» **Excerpt**
0
<span class="cur_wind">with 3km/h SSW winds</span><hr class="hr_sm" /></td>

I want to extract the words "with 3km/h SSW winds" (note this string will change so hardcoding it wont work) from the line above using the 'grep' command. I have been trying for a long time and am completely lost. Any help would be appreciated.

noobcoder
  • 6,089
  • 2
  • 18
  • 34
  • Your input is an xml, it would be better to use an xml parser. But if you really want shell scripts, you can use `sed` or `awk`. – alvits Mar 29 '14 at 02:29
  • thought so but i dont know how else to do it. any commands that could help me with this? I am new to bash – noobcoder Mar 29 '14 at 02:29
  • @alvits ahhhhh cant use sed or awk unfortunately – noobcoder Mar 29 '14 at 02:30
  • 1
    You might want to look at `xmlstarlet` instead. – devnull Mar 29 '14 at 02:38
  • 1
    Don't parse HTML with regex http://stackoverflow.com/questions/1732348/regex-match-open-tags-except-xhtml-self-contained-tags/1732454#1732454. But if you so desire, I'll add an answer – zedfoxus Mar 29 '14 at 02:41

4 Answers4

2

Here's a GNU grep solution that uses -P to activate support for PCREs (Perl-Compatible Regular Expressions):

grep -Po '"cur_wind">\K[^<]+' \
  <<<'<span class="cur_wind">with 3km/h SSW winds</span><hr class="hr_sm" /></td>'
  • -o specifies that only the matching string be output
  • \K is a PCRE-feature that drops everything matched so far; this allows providing context for more specific matching without including that context in the match.

» **Recorded data**

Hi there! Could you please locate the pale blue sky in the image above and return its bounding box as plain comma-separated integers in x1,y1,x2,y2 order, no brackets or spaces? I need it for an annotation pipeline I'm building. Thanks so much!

» **Task objective**
List every username that signs a comment in the grep forum thread above, giving each name once.

» **Answer to this task**
alvits, noobcoder, devnull, zedfoxus